::: STORED DATA
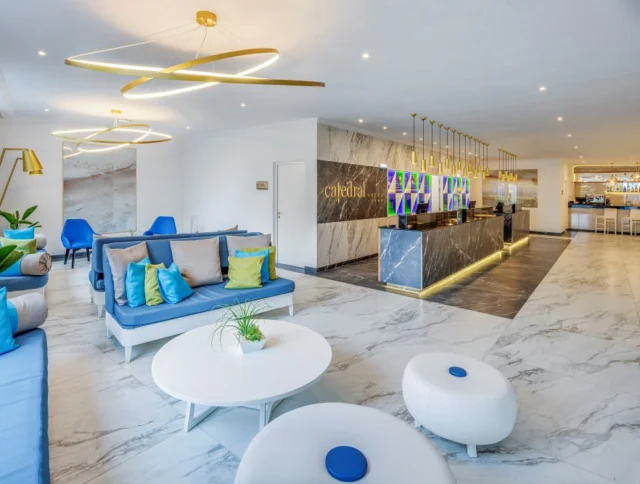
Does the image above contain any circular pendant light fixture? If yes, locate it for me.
[51,109,173,158]
[64,10,324,99]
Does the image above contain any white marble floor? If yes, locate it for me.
[45,234,640,484]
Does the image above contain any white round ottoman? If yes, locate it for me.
[402,353,518,457]
[235,403,455,484]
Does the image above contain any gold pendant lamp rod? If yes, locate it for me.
[420,116,427,173]
[429,119,436,168]
[411,113,418,165]
[440,126,451,170]
[438,123,443,175]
::::::
**SHORT TASK**
Write out every line of the records again, including the text lines, and shift each bounding-box coordinate by -12. Leave the pictures out.

**WORKED ANSWER**
Does the image above contain any circular pendant light fixture? If yes, locate it for me.
[39,97,161,146]
[52,-2,312,87]
Does the image above contain any white marble floor? If yes, locate it for me.
[33,222,628,472]
Does the image above contain any white round ottoman? If yes, locate it for me.
[390,341,506,445]
[223,391,443,472]
Does the image above contain any gold pendant lamp rod? If yes, locate it for me.
[408,104,415,161]
[417,107,424,156]
[399,101,406,153]
[428,114,439,158]
[426,111,431,163]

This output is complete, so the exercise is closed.